-- START OF Records for the exercise --
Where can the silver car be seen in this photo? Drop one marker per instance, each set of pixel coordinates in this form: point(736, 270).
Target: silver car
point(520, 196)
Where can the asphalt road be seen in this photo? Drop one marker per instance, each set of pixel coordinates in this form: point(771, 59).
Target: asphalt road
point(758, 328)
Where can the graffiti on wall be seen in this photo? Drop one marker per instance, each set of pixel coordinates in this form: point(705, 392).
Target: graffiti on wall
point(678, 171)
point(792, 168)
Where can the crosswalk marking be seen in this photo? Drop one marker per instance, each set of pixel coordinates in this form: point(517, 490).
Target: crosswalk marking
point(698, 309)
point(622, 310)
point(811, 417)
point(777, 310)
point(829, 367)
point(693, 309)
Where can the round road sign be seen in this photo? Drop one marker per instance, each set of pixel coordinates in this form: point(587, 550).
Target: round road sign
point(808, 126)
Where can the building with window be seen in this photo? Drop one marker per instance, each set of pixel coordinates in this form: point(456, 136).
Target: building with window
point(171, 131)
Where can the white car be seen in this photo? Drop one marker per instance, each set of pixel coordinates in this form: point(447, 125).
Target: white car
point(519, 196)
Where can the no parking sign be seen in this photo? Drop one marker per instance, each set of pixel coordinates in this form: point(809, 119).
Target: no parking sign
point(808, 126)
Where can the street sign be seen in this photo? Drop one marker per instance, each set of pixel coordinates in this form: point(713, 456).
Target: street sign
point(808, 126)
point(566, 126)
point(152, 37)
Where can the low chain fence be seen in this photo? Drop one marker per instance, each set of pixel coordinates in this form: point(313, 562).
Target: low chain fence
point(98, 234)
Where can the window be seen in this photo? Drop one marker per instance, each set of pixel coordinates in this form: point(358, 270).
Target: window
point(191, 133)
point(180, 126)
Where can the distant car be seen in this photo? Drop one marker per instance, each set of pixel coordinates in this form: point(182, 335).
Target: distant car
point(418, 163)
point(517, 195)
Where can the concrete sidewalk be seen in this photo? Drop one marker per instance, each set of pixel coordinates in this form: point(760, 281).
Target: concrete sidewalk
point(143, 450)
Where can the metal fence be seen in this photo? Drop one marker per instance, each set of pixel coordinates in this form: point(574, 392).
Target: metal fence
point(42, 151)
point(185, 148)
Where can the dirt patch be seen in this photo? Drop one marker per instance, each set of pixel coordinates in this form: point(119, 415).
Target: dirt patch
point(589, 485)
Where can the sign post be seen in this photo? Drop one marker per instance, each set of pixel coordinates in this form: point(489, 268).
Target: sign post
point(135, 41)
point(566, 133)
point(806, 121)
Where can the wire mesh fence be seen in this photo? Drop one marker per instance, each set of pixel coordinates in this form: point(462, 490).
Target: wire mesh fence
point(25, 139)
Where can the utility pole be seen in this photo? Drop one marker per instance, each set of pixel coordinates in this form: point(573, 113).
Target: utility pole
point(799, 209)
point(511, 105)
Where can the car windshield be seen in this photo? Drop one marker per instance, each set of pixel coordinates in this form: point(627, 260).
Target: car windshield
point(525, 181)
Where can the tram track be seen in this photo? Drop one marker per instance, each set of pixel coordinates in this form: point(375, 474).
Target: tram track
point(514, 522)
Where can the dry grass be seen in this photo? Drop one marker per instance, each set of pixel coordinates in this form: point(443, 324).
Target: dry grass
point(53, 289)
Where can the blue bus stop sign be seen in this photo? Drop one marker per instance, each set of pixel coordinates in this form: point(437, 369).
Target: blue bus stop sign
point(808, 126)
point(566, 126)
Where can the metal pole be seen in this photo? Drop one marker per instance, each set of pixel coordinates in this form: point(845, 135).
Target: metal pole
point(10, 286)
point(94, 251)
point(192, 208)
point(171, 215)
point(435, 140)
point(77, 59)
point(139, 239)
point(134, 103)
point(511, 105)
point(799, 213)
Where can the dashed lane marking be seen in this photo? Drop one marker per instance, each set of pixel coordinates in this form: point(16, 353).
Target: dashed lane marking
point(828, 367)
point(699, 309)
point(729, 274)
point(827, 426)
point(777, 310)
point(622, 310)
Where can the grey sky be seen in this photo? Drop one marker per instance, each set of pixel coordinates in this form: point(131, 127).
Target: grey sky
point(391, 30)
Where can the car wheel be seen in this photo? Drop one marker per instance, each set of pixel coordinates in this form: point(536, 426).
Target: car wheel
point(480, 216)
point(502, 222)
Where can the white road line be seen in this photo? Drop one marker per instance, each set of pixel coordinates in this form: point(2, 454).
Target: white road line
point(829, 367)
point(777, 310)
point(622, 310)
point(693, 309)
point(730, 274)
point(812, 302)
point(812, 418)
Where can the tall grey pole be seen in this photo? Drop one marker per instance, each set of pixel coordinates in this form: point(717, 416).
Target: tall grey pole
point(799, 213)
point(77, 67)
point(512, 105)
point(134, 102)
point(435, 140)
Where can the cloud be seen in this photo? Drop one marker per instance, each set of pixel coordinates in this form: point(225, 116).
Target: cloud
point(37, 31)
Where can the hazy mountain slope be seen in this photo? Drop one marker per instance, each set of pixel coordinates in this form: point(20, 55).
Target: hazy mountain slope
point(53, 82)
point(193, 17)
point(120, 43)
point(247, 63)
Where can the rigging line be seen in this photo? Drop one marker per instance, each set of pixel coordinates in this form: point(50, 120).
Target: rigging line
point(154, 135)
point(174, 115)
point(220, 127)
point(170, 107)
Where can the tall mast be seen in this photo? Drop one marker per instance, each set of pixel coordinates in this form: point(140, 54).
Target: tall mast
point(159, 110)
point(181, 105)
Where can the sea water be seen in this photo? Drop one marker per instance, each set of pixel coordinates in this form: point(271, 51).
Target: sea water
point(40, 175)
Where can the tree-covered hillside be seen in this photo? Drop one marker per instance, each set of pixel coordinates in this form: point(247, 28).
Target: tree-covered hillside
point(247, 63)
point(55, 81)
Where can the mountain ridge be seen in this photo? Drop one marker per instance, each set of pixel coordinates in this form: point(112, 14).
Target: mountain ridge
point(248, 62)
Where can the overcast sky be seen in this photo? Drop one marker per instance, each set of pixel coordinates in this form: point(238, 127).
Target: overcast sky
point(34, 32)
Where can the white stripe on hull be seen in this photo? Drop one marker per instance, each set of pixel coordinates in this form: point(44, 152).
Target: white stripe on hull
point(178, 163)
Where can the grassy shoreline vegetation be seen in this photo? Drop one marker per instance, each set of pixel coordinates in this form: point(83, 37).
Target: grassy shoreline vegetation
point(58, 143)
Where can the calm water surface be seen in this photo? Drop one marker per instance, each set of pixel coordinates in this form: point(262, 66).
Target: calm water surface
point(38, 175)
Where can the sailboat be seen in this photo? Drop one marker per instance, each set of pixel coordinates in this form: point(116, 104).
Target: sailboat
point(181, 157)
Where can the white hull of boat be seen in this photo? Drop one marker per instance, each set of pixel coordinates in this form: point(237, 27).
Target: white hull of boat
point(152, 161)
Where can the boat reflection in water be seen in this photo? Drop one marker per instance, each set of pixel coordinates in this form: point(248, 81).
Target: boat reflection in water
-- END OF Records for the exercise --
Exercise requirements -> Copy the entries from the line with "Where can the dry" to the line with "point(502, 222)", reproducing each line without any change.

The output ->
Where can the dry grass be seen in this photo? Drop one marker per instance, each set of pixel coordinates in this form: point(443, 324).
Target: dry grass
point(53, 289)
Where can the blue bus stop sign be seen in this photo? Drop one marker per instance, each set of pixel coordinates in this form: point(437, 369).
Target: blue bus stop sign
point(808, 126)
point(566, 126)
Where can the metal pole be seen in this photo? Drop one marker per instance, each set of pixel coordinates in this form: point(845, 135).
Target: metal pole
point(10, 286)
point(94, 251)
point(192, 208)
point(171, 215)
point(435, 140)
point(77, 59)
point(139, 239)
point(134, 103)
point(511, 105)
point(799, 213)
Where can the dashed lane marking be seen in this photo? Drop one marker per instance, each set of pixel coordinates in this form: point(16, 353).
Target: dashed lane marking
point(828, 367)
point(699, 309)
point(729, 274)
point(827, 426)
point(777, 310)
point(622, 310)
Where can the grey sky be seen in this photo? Drop one marker per instance, each set of pixel coordinates in this form: point(131, 127).
Target: grey sky
point(391, 30)
Where can the car wheel be seen in this photo? Drop one marker per instance, each set of pixel coordinates in this form: point(536, 426).
Target: car wheel
point(480, 216)
point(502, 222)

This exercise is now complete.